Maxine Beneba Clarke wrote a poem in 2014 in response to the shooting of Tamir Rice at the hands of police.  In this poem, entitled ‘Even if it gets to 104 degrees’, a mother speaks to her son and reminds him of the special burden placed on African American boys to behave in ways that overtly respectful and suspicion.  She remind him that many of the things other boys can do, he cannot.  Why? Because “black boys got shot for less.”

I would love to teach this poem alongside Blythe Baird’s ‘Pocket-sized Feminism‘, a spoken word poem in which the poem eloquently and powerfully explores gendered expectations and perceptions.   Through this poem it is implied that being a woman is accompanied by extra burdens – social norms which determine behaviour and dictate responses.

I think this poems would pair well as both discuss the notion that identity does not exist in a vacuum divorced from social norms and expectations.

 

‘Decadence’

25 May

I recently stumbled upon Ed Carlyon’s Spoken Word poem ‘Decadence’, and I think it would be a great addition to a unit about poetic representations of gender.  I think it would be a particularly interesting companion text to Harry Baker’s poem ‘Real Men‘.

Carlyon’s poem begins with the confronting observation that he has “seen more men binge drink than [he’s]…  seen cry and that don’t make sense.” In this opening statement, Carlyon powerfully links drinking culture to a peculiarly Australian masculinity.  As he continues, a distinct binary becomes apparent, with certain behaviours implicitly deemed manly and others as weak.  The depth of emotion conveyed in this poem is impressive and capable of sparking interesting discussion amongst students.

(Dataset excerpts on object pointing)
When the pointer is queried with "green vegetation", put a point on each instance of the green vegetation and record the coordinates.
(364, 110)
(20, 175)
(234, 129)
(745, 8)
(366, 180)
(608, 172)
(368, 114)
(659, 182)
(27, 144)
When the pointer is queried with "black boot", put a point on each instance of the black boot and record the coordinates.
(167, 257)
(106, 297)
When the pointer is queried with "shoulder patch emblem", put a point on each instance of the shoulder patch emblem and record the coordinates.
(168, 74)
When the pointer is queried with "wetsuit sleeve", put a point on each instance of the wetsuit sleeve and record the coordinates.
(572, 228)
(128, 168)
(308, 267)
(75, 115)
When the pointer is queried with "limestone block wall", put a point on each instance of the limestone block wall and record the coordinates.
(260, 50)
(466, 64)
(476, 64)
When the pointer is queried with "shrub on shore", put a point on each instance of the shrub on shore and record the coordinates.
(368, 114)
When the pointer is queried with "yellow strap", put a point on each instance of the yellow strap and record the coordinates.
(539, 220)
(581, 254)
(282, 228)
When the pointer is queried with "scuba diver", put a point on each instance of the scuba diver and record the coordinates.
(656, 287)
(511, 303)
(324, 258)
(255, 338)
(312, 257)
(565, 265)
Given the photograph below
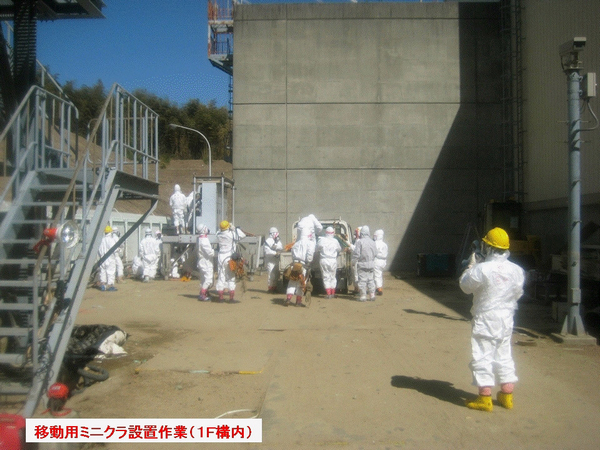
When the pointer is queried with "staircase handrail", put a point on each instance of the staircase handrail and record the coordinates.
(17, 172)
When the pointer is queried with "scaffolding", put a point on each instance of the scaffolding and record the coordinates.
(512, 101)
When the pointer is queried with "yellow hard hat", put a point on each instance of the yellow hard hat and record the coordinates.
(498, 238)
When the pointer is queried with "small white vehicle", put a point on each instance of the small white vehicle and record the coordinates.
(344, 274)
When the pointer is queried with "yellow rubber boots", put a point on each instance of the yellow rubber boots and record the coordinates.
(481, 403)
(505, 400)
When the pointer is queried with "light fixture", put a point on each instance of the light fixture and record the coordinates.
(67, 233)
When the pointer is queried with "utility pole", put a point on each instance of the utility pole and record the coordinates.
(572, 64)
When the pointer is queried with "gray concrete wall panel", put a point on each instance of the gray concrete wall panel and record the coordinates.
(400, 61)
(260, 78)
(260, 136)
(386, 120)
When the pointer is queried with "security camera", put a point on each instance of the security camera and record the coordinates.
(574, 45)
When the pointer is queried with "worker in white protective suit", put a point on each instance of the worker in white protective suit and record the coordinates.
(205, 262)
(354, 270)
(309, 226)
(380, 261)
(108, 268)
(329, 248)
(150, 254)
(137, 267)
(363, 256)
(496, 285)
(227, 238)
(303, 252)
(179, 204)
(271, 249)
(119, 258)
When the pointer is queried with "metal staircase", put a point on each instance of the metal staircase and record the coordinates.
(42, 282)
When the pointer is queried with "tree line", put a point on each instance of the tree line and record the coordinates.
(174, 143)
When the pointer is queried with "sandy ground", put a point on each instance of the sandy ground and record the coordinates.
(386, 374)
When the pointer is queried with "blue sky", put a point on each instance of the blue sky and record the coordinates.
(157, 45)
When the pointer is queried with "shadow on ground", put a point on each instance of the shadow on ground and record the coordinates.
(440, 315)
(442, 390)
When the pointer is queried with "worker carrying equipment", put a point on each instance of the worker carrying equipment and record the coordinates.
(496, 285)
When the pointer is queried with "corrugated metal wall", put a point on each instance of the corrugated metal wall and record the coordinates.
(546, 25)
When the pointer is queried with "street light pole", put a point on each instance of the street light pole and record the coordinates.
(173, 125)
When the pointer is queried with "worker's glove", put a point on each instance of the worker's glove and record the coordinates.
(472, 260)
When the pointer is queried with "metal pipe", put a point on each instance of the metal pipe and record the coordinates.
(573, 323)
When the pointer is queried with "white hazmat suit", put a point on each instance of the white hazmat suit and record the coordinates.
(309, 226)
(150, 254)
(380, 260)
(303, 252)
(179, 204)
(227, 240)
(496, 285)
(363, 256)
(108, 269)
(271, 249)
(329, 248)
(205, 262)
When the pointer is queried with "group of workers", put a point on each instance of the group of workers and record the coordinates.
(144, 265)
(369, 258)
(495, 283)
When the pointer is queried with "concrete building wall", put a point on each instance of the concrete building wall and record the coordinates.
(386, 114)
(545, 28)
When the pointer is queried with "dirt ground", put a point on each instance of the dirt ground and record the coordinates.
(386, 374)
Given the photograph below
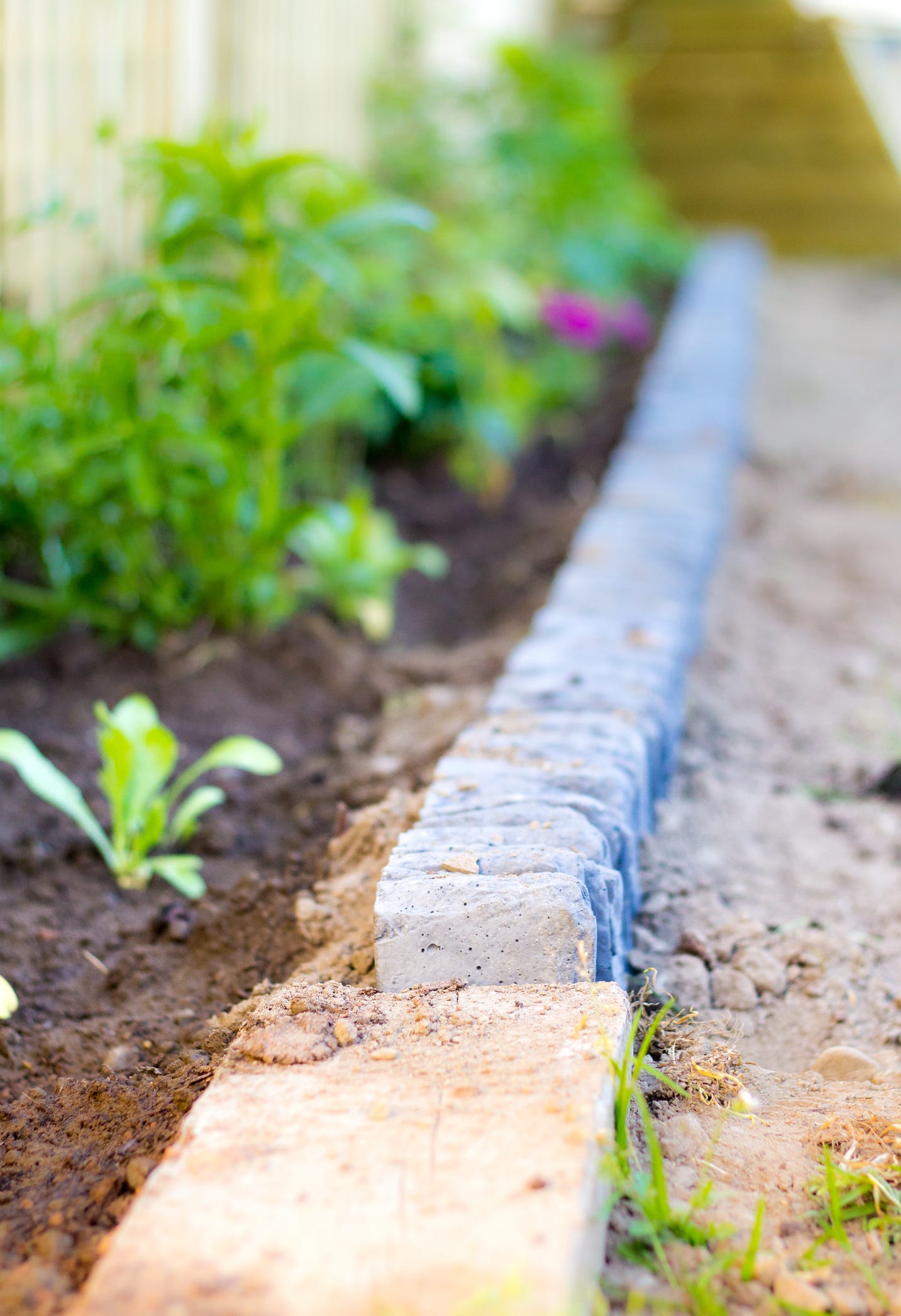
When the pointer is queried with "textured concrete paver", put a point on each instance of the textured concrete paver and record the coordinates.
(450, 1152)
(583, 727)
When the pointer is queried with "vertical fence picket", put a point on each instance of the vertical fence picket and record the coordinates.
(160, 67)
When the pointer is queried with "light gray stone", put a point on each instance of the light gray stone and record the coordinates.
(685, 978)
(483, 929)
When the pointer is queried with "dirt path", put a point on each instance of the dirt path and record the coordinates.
(770, 867)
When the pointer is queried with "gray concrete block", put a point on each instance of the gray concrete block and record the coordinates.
(549, 794)
(483, 929)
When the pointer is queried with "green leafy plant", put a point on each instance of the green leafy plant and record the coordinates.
(353, 559)
(8, 999)
(157, 476)
(148, 808)
(674, 1241)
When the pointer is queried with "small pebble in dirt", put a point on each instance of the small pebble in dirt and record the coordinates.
(345, 1032)
(175, 920)
(53, 1244)
(845, 1065)
(848, 1302)
(733, 990)
(797, 1293)
(120, 1059)
(137, 1170)
(763, 969)
(682, 1137)
(691, 944)
(687, 978)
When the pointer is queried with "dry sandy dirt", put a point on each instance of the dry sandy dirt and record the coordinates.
(774, 874)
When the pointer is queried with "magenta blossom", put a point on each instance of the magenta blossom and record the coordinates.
(632, 324)
(575, 319)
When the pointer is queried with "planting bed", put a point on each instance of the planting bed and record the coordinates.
(113, 1042)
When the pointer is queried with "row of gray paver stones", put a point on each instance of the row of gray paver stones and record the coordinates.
(524, 864)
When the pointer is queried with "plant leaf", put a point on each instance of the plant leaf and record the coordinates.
(396, 371)
(8, 999)
(190, 810)
(53, 786)
(244, 752)
(380, 215)
(179, 870)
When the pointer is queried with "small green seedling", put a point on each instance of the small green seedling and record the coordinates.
(8, 999)
(354, 557)
(138, 757)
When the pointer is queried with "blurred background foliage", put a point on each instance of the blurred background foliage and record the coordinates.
(191, 438)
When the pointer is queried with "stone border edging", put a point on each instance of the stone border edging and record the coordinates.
(525, 856)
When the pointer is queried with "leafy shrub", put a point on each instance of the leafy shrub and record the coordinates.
(539, 198)
(146, 808)
(353, 557)
(162, 474)
(191, 455)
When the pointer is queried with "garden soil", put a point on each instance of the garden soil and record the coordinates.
(130, 999)
(775, 874)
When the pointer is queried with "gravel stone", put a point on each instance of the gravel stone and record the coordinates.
(732, 989)
(845, 1065)
(687, 978)
(582, 730)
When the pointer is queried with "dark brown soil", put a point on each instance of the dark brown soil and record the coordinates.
(109, 1047)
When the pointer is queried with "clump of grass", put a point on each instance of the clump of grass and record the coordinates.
(688, 1252)
(861, 1179)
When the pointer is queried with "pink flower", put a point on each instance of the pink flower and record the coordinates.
(632, 323)
(575, 319)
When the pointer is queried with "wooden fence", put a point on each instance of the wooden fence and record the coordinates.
(82, 79)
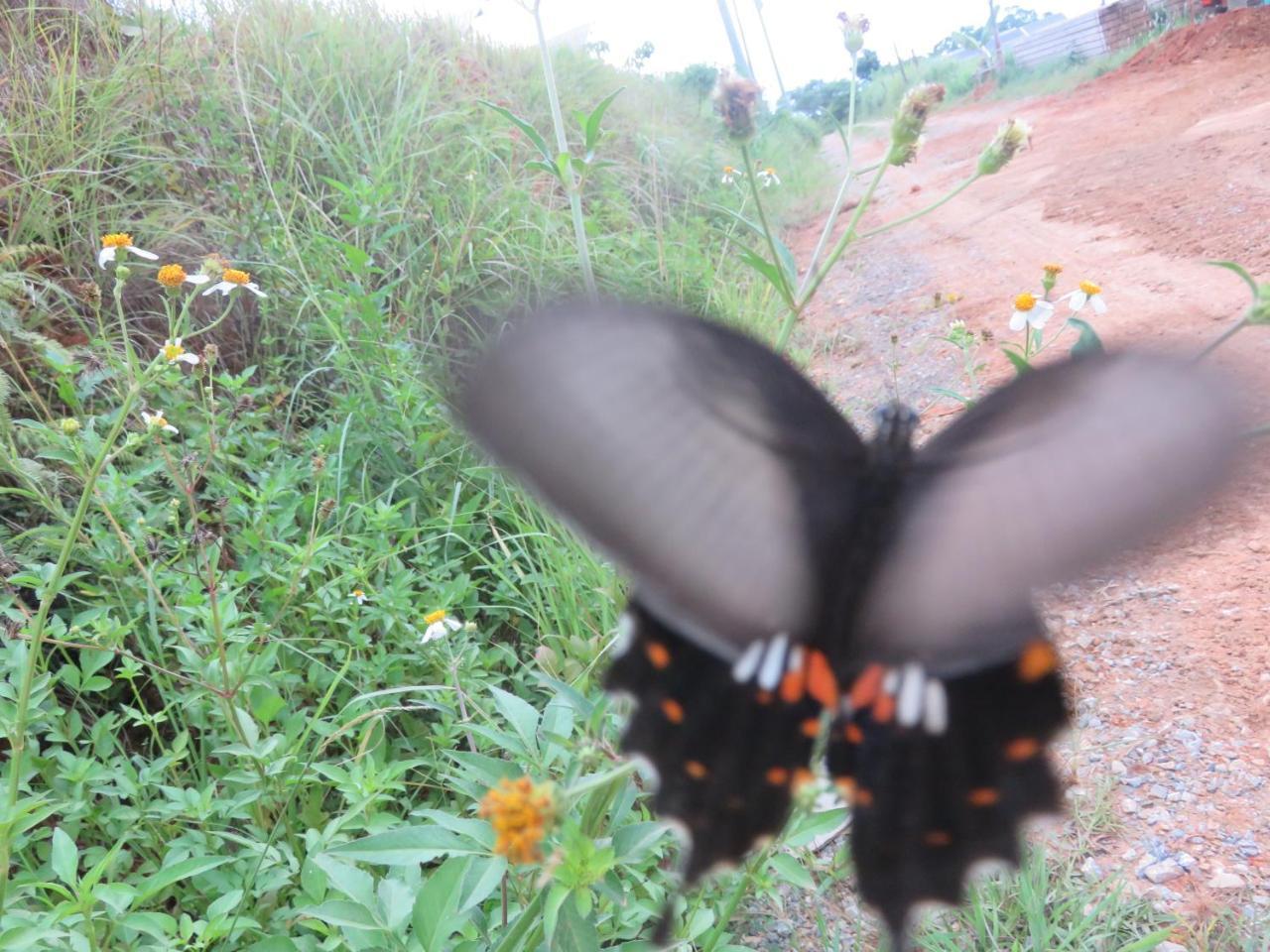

• Objectives:
#1 Answer these from the poetry teaching notes:
(a) What event led Maxine Beneba Clarke to write her 2014 poem?
(b) What is the title of Blythe Baird's spoken word poem?
(c) Which Harry Baker poem is proposed as a companion text to 'Decadence'?
#2 Carry on the poetry teaching notes from their final sentence, keeping the same voice.

• Responses to the tasks:
#1
(a) The shooting of Tamir Rice by police.
(b) 'Pocket-sized Feminism'.
(c) 'Real Men'.

#2
Intersections of race, culture and gender

24 May

I have written a lot about poetry as a form of advocacy, as an outlet for opinions, and as a means of helping young people to engage with and express opinions about the world.  I have also written about poetry as a powerful means of engaging young people with ideas and perspectives that, although sometimes outside students’ own realms of experience, are nonetheless important and worth discussing.

Another poem that I think students should hear is Mary Black’s ‘Quiet‘.  In this poem, Black, an Indigenous woman, explores her people’s experiences.  She also rails against the expectation that Indigenous women remain quiet, arguing in favour of advocacy, opinion, and articulating experiences.

Body image

6 Apr

I have written previously about body image in relation to poetic representation of gender.

While searching for an engaging TED talk for a junior class I happened upon a Spoken Word poem entitled ‘Beach Bodies‘.  In this poem, two males discuss the social expectations to look and act particular ways.  I think the poem would be a great addition to a unit about gender, perhaps as a companion piece to Aya De Leon’s ‘Cellulite’.

Pairs of texts

31 Mar

I have spent a lot of time recently thinking about interesting textual pairings for study as part of a comparative unit.  Many of my ideas are not suitable for my school context or the ability levels of my classes.  However, I do think that, in the right contexts and with the right classes, all could form the basis of interesting and engaging units.

  1. A Lesson Before Dying (novel) & To Kill a Mockingbird (film)
  2. A Long Way Gone (memoir) & Freedom Writers (film)
  3. A Long Way Gone (memoir) & Girl At War (novel)
  4. A Long Way Gone (memoir) & Hotel Rwanda (film)
  5. A Long Way Gone (memoir) & Schindler’s List (film)
  6. A Long Way Gone (memoir) & Poetry of Siegfried Sassoon (poetry)
  7. A Long Way Gone (memoir) & The Devil That Danced on Water (non-fiction)
  8. A Long Way Gone (memoir) & Poetry of Wilfred Owen (poetry)
  9. Americanah (novel) & selected episodes of Black-ish (television series)
  10. A Monster Calls (novel) & Boy (film)
  11. A Monster Calls (novel) & Extremely Loud and Incredibly Close (film)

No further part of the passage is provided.